▸ What to do: Beneath this sentence is a listing. Return its lines from the one containing "Locate the person's" through the last, exactly, and omit the pictures.

=== Source data ===

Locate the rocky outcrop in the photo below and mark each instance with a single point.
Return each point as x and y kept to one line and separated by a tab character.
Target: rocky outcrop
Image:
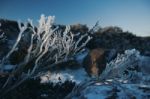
95	62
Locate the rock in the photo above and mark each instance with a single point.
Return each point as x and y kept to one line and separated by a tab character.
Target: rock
95	62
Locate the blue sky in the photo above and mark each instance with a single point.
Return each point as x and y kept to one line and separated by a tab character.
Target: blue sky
131	15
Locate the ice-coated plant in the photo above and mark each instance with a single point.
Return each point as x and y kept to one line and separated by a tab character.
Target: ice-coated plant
48	46
121	64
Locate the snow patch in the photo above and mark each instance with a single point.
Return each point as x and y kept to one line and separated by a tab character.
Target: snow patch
77	76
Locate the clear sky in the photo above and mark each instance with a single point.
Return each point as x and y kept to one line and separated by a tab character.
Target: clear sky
131	15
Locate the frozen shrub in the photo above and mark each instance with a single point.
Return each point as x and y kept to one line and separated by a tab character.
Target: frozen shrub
48	47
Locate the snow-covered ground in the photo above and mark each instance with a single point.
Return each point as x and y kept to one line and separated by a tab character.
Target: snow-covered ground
77	76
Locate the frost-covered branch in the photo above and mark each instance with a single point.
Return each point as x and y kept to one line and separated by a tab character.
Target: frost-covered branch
48	44
117	67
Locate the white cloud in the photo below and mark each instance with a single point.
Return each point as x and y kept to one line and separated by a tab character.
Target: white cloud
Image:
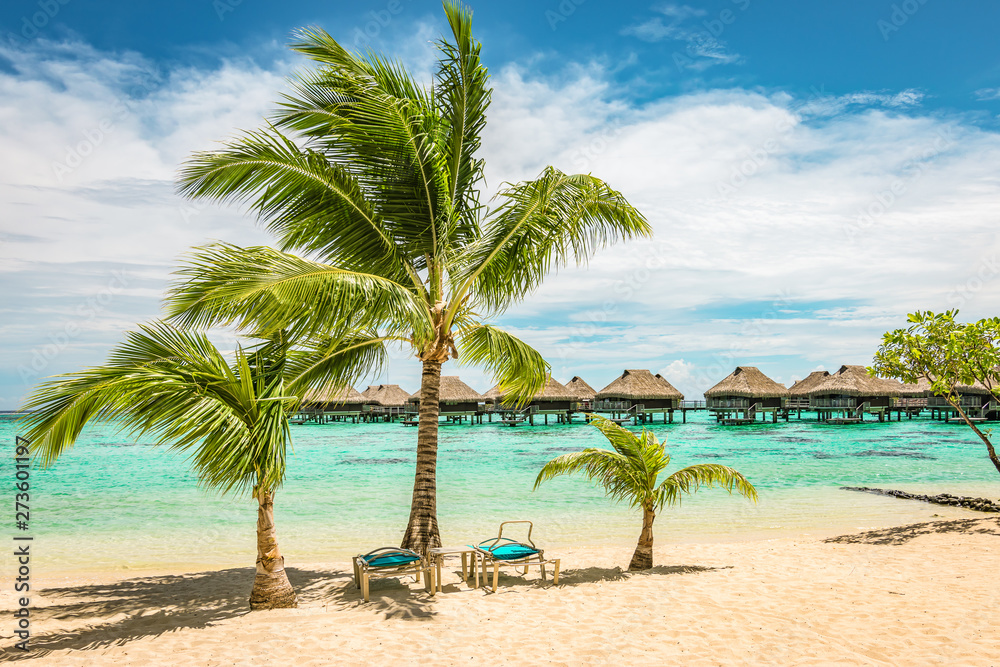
704	46
789	233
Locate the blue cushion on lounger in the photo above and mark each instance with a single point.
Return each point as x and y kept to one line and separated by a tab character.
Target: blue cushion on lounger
391	560
513	551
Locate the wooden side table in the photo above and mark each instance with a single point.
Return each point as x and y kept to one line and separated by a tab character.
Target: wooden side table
438	555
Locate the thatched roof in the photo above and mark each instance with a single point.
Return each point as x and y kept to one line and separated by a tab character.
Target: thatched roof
453	390
553	391
855	381
923	388
581	388
640	384
808	383
748	382
339	397
386	395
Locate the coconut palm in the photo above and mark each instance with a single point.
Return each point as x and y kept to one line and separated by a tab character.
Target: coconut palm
231	416
371	182
631	473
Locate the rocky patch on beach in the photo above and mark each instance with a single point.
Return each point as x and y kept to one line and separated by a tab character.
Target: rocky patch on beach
978	504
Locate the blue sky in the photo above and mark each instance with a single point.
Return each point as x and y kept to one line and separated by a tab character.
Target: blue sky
813	170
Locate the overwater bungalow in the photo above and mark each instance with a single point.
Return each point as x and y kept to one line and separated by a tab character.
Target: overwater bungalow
798	393
850	393
385	401
457	400
638	393
329	406
554	399
584	392
744	394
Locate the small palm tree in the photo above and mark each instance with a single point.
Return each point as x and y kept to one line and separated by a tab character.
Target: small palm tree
631	473
232	417
372	183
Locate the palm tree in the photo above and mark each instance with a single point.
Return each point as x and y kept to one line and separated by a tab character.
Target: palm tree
374	180
232	417
631	473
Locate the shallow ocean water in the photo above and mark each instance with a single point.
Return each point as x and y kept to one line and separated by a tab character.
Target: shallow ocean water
112	503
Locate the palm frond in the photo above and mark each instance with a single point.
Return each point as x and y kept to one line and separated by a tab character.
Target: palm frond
264	290
177	387
309	203
541	225
335	362
518	368
688	480
462	96
611	470
368	115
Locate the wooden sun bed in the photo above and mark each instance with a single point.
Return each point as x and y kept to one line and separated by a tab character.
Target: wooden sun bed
503	551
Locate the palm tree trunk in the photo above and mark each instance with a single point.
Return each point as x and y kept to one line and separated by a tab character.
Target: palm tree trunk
642	559
422	530
271	588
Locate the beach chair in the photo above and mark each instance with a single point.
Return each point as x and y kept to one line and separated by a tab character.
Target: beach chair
391	562
503	551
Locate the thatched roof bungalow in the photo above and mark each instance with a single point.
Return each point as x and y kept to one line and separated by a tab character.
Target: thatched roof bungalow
850	387
386	395
554	397
744	388
802	387
346	400
455	397
640	387
582	390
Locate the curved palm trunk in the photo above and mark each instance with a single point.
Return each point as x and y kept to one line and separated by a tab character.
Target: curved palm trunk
422	530
271	588
642	559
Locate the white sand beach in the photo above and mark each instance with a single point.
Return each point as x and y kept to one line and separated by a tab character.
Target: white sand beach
917	594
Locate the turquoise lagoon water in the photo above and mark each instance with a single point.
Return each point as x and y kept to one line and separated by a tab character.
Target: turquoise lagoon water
113	503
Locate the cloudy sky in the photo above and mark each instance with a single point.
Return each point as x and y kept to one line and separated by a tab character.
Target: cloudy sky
813	171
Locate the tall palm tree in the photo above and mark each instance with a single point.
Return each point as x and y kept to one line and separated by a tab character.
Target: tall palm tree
631	473
232	416
374	180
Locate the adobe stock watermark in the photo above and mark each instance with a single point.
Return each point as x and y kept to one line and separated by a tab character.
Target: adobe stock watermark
986	272
911	171
32	24
899	16
42	355
92	138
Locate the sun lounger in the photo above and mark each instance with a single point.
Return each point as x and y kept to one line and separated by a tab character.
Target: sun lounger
391	562
503	551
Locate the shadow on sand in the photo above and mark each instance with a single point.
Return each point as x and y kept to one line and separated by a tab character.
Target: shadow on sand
145	607
124	611
903	534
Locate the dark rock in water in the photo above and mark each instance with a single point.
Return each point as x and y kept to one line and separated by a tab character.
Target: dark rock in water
977	504
893	452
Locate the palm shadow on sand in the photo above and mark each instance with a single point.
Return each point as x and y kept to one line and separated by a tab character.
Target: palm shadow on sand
903	534
590	575
125	611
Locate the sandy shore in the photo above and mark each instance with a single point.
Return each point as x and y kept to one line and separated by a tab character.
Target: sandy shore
912	595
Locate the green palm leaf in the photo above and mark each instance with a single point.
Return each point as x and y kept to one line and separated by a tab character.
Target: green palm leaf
631	474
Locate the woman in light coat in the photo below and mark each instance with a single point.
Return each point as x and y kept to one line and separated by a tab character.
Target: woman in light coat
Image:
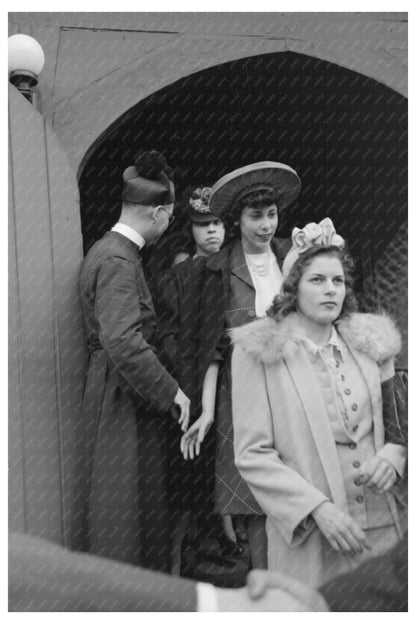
308	417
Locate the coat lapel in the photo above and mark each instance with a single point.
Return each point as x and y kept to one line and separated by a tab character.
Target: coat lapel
238	265
370	372
315	411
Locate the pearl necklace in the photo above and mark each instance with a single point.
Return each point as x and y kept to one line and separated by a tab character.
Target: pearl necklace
261	268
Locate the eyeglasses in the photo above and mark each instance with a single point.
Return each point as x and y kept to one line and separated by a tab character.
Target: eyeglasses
171	217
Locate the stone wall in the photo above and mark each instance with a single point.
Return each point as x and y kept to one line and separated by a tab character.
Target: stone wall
99	65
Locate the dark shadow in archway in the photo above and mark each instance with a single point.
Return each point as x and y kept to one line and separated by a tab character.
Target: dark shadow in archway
344	133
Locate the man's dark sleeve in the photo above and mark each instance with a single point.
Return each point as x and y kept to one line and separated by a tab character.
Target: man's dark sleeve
167	311
380	584
46	577
117	309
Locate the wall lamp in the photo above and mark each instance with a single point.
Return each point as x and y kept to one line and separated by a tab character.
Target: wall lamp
26	61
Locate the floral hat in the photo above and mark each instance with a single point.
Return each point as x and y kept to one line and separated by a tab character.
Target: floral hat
198	205
313	234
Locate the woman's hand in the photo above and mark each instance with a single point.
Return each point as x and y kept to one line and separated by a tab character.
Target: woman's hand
342	532
191	441
182	401
378	473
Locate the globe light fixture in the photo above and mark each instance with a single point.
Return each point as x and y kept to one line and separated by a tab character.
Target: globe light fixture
26	61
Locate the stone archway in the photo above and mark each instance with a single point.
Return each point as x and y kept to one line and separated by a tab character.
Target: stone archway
345	134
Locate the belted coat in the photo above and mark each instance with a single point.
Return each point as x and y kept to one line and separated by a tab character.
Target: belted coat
284	445
125	407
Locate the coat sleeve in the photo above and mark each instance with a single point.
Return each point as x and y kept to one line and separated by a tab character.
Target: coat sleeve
117	310
394	417
166	303
280	490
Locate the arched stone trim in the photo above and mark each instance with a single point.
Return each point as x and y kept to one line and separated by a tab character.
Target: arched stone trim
81	119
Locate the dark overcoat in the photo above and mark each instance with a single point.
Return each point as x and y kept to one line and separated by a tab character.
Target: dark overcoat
177	303
228	300
127	397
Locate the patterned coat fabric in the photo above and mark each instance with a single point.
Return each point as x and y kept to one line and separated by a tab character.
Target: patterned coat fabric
228	300
177	302
125	407
284	444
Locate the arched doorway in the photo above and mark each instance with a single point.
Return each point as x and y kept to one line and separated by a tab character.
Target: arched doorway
344	133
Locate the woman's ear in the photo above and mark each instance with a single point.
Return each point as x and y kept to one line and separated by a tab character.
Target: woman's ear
155	214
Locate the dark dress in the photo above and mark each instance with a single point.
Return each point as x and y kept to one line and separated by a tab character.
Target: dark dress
177	304
127	397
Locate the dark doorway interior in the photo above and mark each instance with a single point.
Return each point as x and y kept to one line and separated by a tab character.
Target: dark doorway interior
344	133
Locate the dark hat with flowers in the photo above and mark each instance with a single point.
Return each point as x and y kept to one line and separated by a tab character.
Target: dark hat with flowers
198	205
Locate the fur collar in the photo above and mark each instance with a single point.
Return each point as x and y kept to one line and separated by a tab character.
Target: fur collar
269	341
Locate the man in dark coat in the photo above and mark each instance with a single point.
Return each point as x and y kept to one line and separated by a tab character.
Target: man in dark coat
128	392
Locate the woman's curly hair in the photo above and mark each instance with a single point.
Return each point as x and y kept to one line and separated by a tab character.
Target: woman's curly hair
286	302
253	199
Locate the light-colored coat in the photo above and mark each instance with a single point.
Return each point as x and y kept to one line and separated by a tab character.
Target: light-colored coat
284	445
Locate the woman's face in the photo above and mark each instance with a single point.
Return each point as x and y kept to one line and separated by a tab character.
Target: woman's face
321	290
258	226
208	236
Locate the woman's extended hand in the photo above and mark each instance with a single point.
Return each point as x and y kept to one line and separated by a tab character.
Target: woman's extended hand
342	532
182	401
191	441
378	473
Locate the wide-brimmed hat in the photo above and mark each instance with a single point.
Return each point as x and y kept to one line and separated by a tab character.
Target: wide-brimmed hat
262	176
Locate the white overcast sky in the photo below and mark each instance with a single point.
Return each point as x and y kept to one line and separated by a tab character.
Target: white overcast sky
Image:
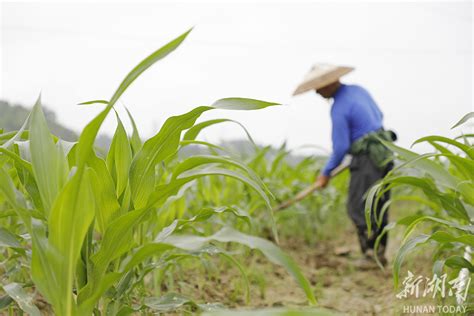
414	58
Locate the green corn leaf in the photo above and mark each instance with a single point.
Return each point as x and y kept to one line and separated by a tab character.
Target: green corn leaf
406	248
86	140
119	158
156	149
135	140
71	216
184	143
458	262
445	237
464	119
242	104
199	160
438	172
48	161
25	301
9	239
466	149
194	131
104	192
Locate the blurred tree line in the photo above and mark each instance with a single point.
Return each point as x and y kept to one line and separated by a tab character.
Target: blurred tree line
12	117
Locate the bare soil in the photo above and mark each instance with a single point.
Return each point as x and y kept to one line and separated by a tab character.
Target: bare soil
329	266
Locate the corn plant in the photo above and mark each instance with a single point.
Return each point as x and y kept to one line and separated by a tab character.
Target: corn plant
88	229
443	182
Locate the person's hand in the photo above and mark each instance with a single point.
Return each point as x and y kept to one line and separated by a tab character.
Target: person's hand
322	181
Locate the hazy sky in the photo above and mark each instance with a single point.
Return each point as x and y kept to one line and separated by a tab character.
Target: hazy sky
414	58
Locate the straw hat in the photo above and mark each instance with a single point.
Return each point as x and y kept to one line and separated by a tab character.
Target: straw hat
320	76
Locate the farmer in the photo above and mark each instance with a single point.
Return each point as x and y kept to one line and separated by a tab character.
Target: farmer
356	126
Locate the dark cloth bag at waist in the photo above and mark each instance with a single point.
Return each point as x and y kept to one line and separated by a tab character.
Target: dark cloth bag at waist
371	145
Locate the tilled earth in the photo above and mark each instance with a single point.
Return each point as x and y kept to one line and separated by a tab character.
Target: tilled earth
329	266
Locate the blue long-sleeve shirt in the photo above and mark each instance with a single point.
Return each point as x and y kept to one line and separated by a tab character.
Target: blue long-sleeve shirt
354	114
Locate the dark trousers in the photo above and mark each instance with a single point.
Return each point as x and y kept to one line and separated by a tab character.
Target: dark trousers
364	174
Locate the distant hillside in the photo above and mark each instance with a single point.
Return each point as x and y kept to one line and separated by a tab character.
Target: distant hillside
12	117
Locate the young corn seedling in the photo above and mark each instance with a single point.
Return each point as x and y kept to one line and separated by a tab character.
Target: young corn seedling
87	223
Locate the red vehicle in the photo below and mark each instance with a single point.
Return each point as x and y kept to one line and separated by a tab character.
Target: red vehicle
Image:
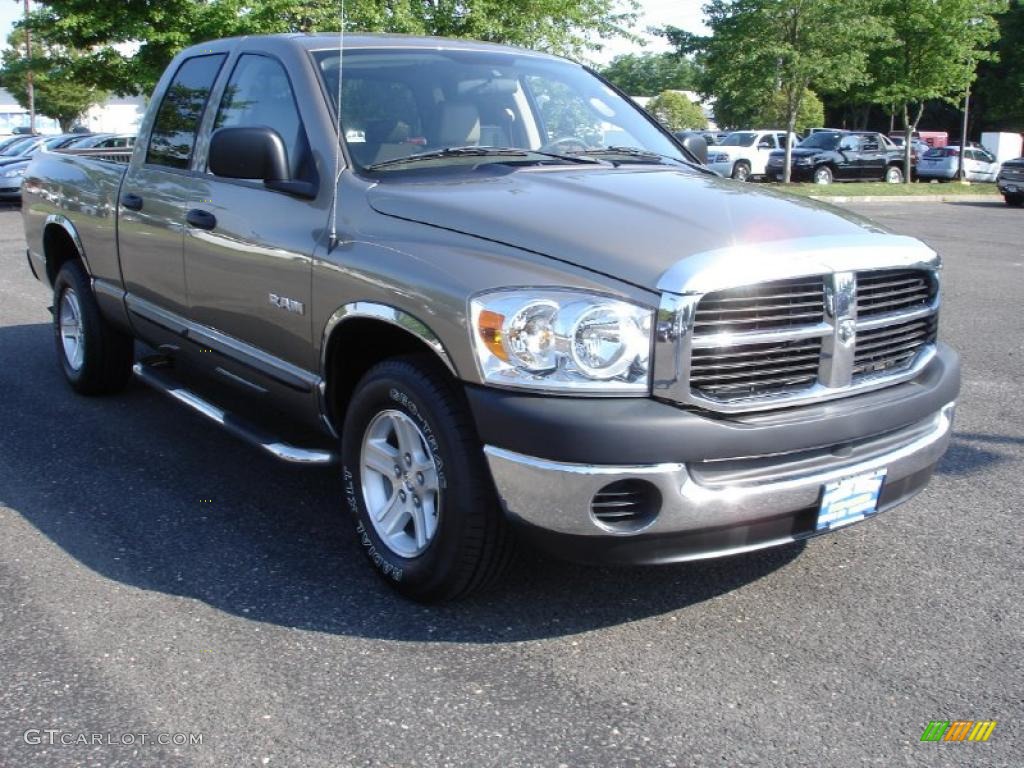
932	138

===

▸ Response to the task:
Locate the person's hand in the photo above and mark each instance with a single point.
Return each point as x and y kept to one line and separated by a tab character.
Target: person's hand
322	181
Locate the hazy sky in the photo above and mark each instance with a single point.
Return each point as x and y kept to one line and separated by a tab character.
Target: hazy sky
414	58
Locate the straw hat in the photo above and mark each instance with a single point.
Return each point as x and y kept to one line and separated by a tab character.
Target: straw hat
320	76
Locate the farmer in the photo above and mark each instance with a single point.
Return each point as x and y kept to one line and separated by a tab character.
Target: farmer
356	126
Locate the dark cloth bag at waist in the photo above and mark each instance with a single point.
Return each point as x and y kept to one line and separated by a tab character.
Target: dark cloth bag at waist
371	145
Locate the tilled earth in the photo above and mark each instance with a single point.
Return each point as x and y kept to one line and separated by a tab character.
Target: tilled earth
329	266
Locate the blue long-sleeve shirt in the photo above and mark each instance with a single point.
Return each point as x and y kept to one line and separated by a tab character.
Target: blue long-sleeve shirt
354	114
Locate the dark trousers in the photo above and mark each instance with a single point.
Return each point as x and y kept to one line and separated by a tab character.
Target: dark trousers
364	174
Locate the distant hillside in the photo above and mark each instance with a single point.
Return each point as x and y kept to one line and separated by a tab character.
Target: distant hillside
12	117
Locate the young corn seedling in the photo above and mark each instance with a single point.
Return each point as x and y kept to one line and separated by a tab character.
Target: young corn seedling
87	223
Locate the red vehicle in the photo below and mark each instance with a single point.
Return each point as x and y kept to one line and separated by a tab character.
Target: red vehicle
Image:
932	138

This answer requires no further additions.